[BEGIN READING TEXT]
Performance evaluation

The effectiveness and performance evaluation of the model was evaluated by selected standard metrics (confusion matrix, accuracy, f1-score, precision, and recall). Confusion matrix (CM) uses a matrix to describe the performance of a classification model. It often includes data about true positive/ negative and false positive/negative predicted cases. Accuracy (A) is the ratio of the total number of correctly classified cases (for both classes) over the total number of all cases. F1-score (F1) is a weighted harmonic mean of the recall and precision. Precision (P) is defined as the ratio of true positives to the sum of true and false positives. Recall (Rc) demonstrates the ratio of true positives to the sum of true positives and false negatives.

Confusion matrix revealed the performance of a classifier. The matrix compared the actual target values with those predicted by the machine learning model (Fig. 7, left). The classification report provides key metrics for the test dataset (listed below, Fig. 7, right):

Fig. 7
figure 7

Confusion matrix (left) and classification report (right)

The model, which was trained on the training set, demonstrated accuracy 0.907 on the test set. According to the classification report metrics, we considered the results as satisfactory. Only the precision value for class 0 reported less accurate results since for class 0 we got more false positives (for class 1 false positives are significantly less).

Cleaning phase

The cleaning phase involved several filters and text adjustment techniques (see chapter 3.3.2) (Lansley and Longley 2016; Al-Daihani and Abrahams 2016). Some additional techniques not mentioned in chapter 3.3.2 were applied as well: (1) Twitter abbreviations such as RT (retweets) or MT (modified tweet) were omitted, (2) Hyperlinks (after HTTP) and user names were excluded from the analysis as well. (3) Line break elements (“\n”) were removed from the block of text to keep the consistency of the database. All techniques were performed directly in the database with the help of Hive and Regex functions.

The Twitter data set was also investigated to identify spam and duplicate Tweets. Authors (Ozturk and Ayvaz 2018) noticed that the iterative search of Twitters API caused duplicates with missing values. Twitter API is not a live stream, and it provides tweets at a particular time window, and therefore it is likely that API can return set of overlapping Tweets. In this use case, we found out the same issue with duplicates caused by an overlapping time window, and therefore all duplicates with nonvalue records were immediately removed - 0.7% (695) of Tweets.
[END READING TEXT]
GOAL 1 »
In the passage on model evaluation and tweet cleaning, recast the paragraph beginning "The effectiveness and performance evaluation" as a concise bulleted list that keeps its main facts.
GOAL 2 »
Carry the passage on model evaluation and tweet cleaning forward, starting after its final sentence.
[BEGIN LISTED ENTRIES]
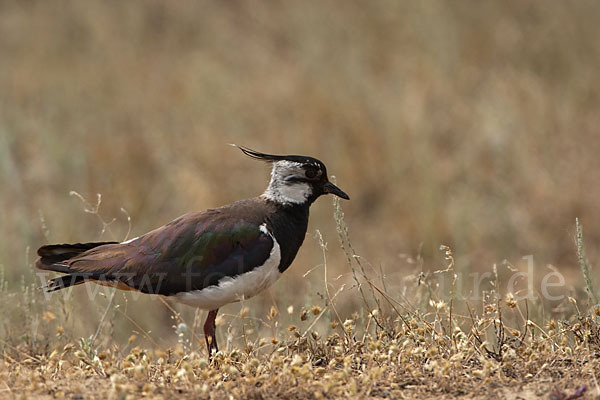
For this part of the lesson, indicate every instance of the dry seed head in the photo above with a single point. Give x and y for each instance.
(49, 317)
(272, 313)
(510, 300)
(303, 315)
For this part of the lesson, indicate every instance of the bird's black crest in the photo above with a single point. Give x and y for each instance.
(275, 157)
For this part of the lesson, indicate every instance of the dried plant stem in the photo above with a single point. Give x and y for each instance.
(583, 263)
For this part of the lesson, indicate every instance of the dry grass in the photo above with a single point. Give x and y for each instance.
(397, 350)
(466, 124)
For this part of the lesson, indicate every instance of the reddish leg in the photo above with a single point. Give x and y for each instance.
(209, 332)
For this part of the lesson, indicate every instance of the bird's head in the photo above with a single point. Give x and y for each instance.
(296, 179)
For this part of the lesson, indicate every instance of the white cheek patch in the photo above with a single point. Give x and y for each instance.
(296, 193)
(287, 193)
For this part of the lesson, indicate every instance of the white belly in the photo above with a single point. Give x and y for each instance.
(233, 289)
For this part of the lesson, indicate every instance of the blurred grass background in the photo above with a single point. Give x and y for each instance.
(468, 123)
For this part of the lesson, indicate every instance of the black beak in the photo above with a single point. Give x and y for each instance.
(331, 188)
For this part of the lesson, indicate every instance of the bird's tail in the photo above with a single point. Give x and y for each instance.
(55, 257)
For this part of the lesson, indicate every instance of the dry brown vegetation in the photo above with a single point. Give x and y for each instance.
(468, 124)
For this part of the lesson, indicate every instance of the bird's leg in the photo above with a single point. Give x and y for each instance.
(209, 332)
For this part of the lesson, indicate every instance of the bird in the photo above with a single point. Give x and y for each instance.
(211, 258)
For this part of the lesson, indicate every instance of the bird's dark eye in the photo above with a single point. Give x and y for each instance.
(311, 173)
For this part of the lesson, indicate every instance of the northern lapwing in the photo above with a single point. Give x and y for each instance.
(211, 258)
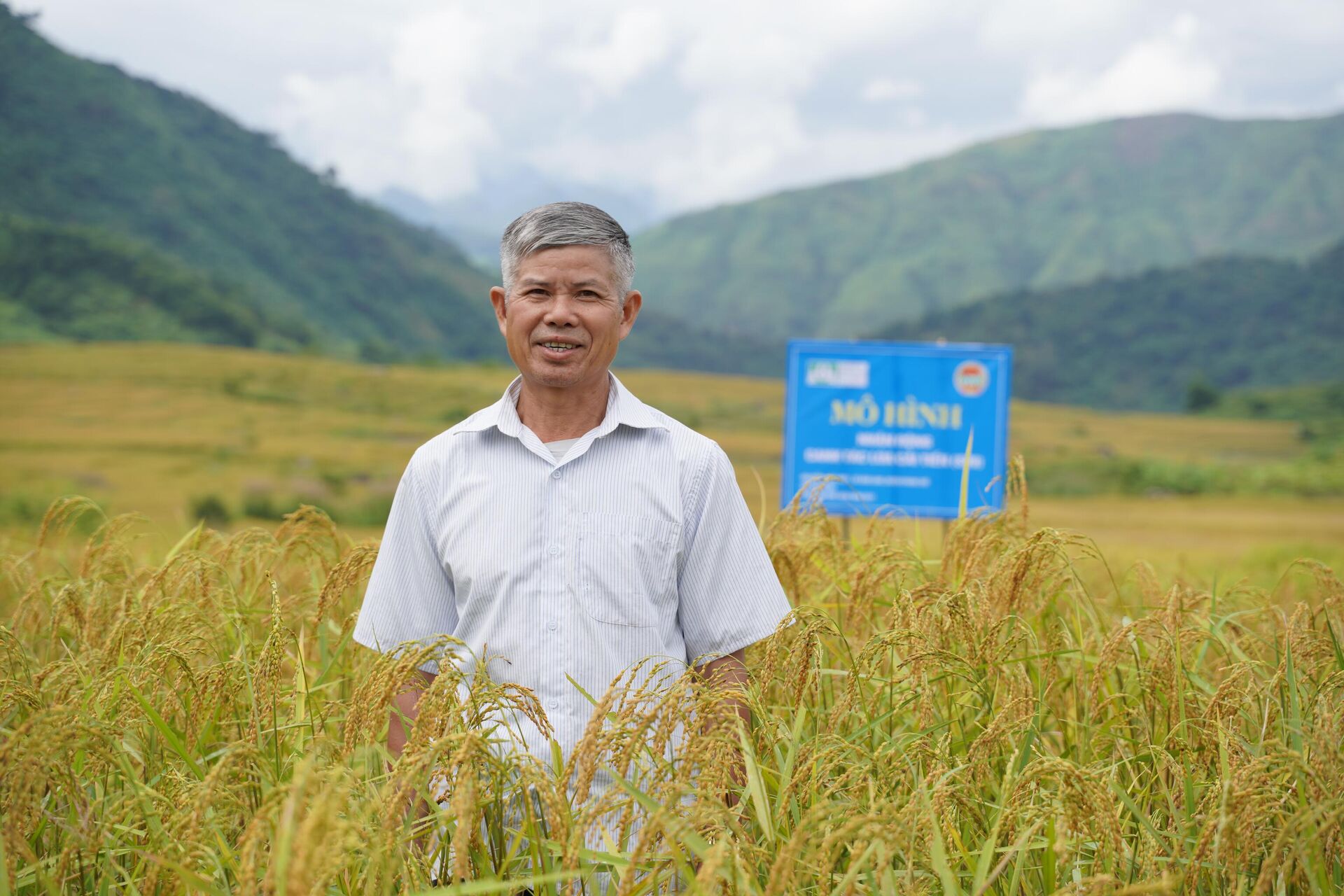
[END LISTED ENTRIES]
FINAL RESULT 1 »
- Metrics used to evaluate the model: confusion matrix, accuracy, F1-score, precision and recall.
- Confusion matrix (CM): a matrix describing a classification model's performance, usually covering true positive/negative and false positive/negative predicted cases.
- Accuracy (A): correctly classified cases across both classes divided by the total number of cases.
- F1-score (F1): a weighted harmonic mean of recall and precision.
- Precision (P): true positives divided by the sum of true and false positives.
- Recall (Rc): true positives divided by the sum of true positives and false negatives.

FINAL RESULT 2 »
Presence of spam is a well-known matter on Twitter. To identify and remove spam in this dataset, we used a simple assumption based on post frequency. (Twitter User Data 2020) discovered that users tweeting over 150 times a day can be marked as bots. Even though it was discovered that around 10.5% of Twitter accounts might be bots (Chu et al. 2012), no suspicious accounts were detected in the “flood” Tweet dataset (only common frequencies were observed).

The trained ML model was applied to the cleaned and classified dataset of 99, 289 Tweets (minus overlapped (695)) and 9007 of them were identified as wrong meaning Tweets.

Data analysis

The preprocessed flood dataset contains:

  • 89,587 is the number of real flood Tweets

  • 1117 Tweets containing the exact geographical coordinates (geotagged tweets)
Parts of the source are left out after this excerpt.